===== AUSGEWÄHLTER TEXT =====

Im Klarwerden über diese Anleitungen liegt die Einsicht, daß eine wirkliche Versöhnung nicht bloß auf einer Sehnsucht nach Harmonie basieren kann. Sie erfordert ein einvernehmliches Verständnis, welche Handlungen dazu geführt haben, daß diese Disharmonie entstanden ist, wie auch das Versprechen, diese Handlungen in Zukunft nicht mehr zu setzten. Dies erfordert wiederum ein deutlich ausgesprochenes Einverständnis, wie auch ein Bekenntnis zu einvernehmlichen Standards von Richtig und Falsch. Selbst, wenn sich die Parteien einer Versöhnung darauf einigen, sich nicht zu einigen, erfordert ihr Einverständnis die Unterscheidung von richtigen und falschen Wegen, um ihre Differenzen zu handhaben.

Nun ist dieses Richtig und Falsch zu einem unguten Schlagabtausch in westlichen buddhistischen Kreisen geworden. Entstanden ist dies hauptsächlich aus der Art und Weise, wie wir in unserer eigenen Kultur Recht und Falsch als missbraucht beobachtet haben; so wie, wenn eine Person versucht hätte, eigenmächtig Standards oder böswillige Bestrafungen für andere einzuführen, oder heuchlerische Ansprüche, daß andere Standards folgen müssten, während er dies selbst nicht zu befolgen braucht.

===== GESAMMELTES MATERIAL =====

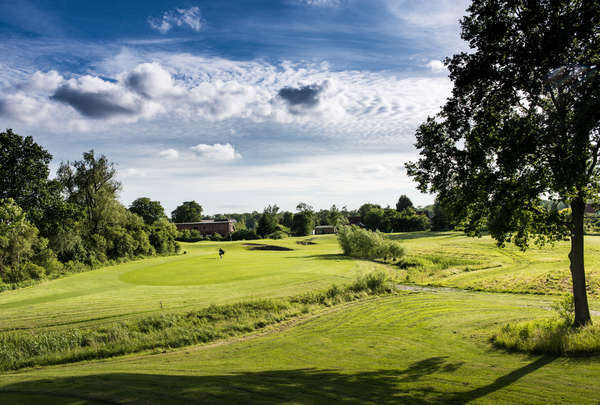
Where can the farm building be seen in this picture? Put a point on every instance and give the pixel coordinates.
(208, 227)
(355, 220)
(324, 229)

=====

> [ZU ERLEDIGEN]
[1] Prüfe, ob die folgenden Aussagen mit dem Text über Versöhnung übereinstimmen. Antworte jeweils mit Ja oder Nein und zitiere die entscheidenden Worte wörtlich.
(a) Eine wirkliche Versöhnung kann allein auf einer Sehnsucht nach Harmonie beruhen.
(b) Auch wenn sich die Parteien darauf einigen, sich nicht zu einigen, braucht es eine Unterscheidung zwischen richtigen und falschen Wegen.
(c) Richtig und Falsch ist in westlichen buddhistischen Kreisen zum Gegenstand eines unguten Schlagabtauschs geworden.
[2] Nimm den Text über Versöhnung und Richtig und Falsch nach seinem letzten Satz wieder auf und schreib ihn weiter.
Die Zeilen spielen hierfür keine Rolle.

> [DIE ANTWORTEN]
[1]
(a) Nein: „daß eine wirkliche Versöhnung nicht bloß auf einer Sehnsucht nach Harmonie basieren kann“
(b) Ja: „erfordert ihr Einverständnis die Unterscheidung von richtigen und falschen Wegen, um ihre Differenzen zu handhaben“
(c) Ja: „Nun ist dieses Richtig und Falsch zu einem unguten Schlagabtausch in westlichen buddhistischen Kreisen geworden.“

[2]
Um diesen Verletzungen aus dem Wege zu gehen, ziehen es manche vor, nach einer nicht-dualen Sichtweise, die Anhaftungen an Richtig und Falsch durchdringen sollte, zu leben. Diese Sichtweise ist allerdings ebenso offen für Misshandlungen. Innerhalb von Gemeinschaften, wo dies toleriert ist, können verantwortungslose Mitglieder die Rhetorik der Nicht-Dualität und der Nicht-Anhaftung nutzen, um ihr eindeutig falsches Verhalten zu entschuldigen; deren Opfer werden ohne gemeinschaftlich festgelegte Regeln, auf deren Basis sie Wiedergutmachung einberufen können, links liegen gelassen. Selbst der Akt des Verzeihens ist in solch einer Umgebung suspekt: Mit welchem Recht richtet das Opfer Handlungen so, als würden sie ein Verzeihen erfordern oder nicht? All zu oft werden die Opfer als im Unrecht angesehen, da sie ihre Standards gegenüber anderen hochgehalten haben und nicht in der Lage sind, sich auch aus ihren dualistischen Ansichten zu erheben.

Das bedeutet, daß Richtig und Falsch in solchen Gemeinschaften nicht wirklich überwunden wurden. Sie wurden einfach nur umorientiert. Wenn du dich auf eine nicht-duale Perspektive berufen kannst, bist du im Recht, was immer du auch getan hast. Wenn du dich über das Verhalten anderer beschwerst, bist du im Unrecht. Und da diese Umorientierung nicht offen als solches ausgesprochen ist, erzeugt diese eine Atmosphäre von Heuchelei, in der wirkliche Versöhnung nicht möglich ist.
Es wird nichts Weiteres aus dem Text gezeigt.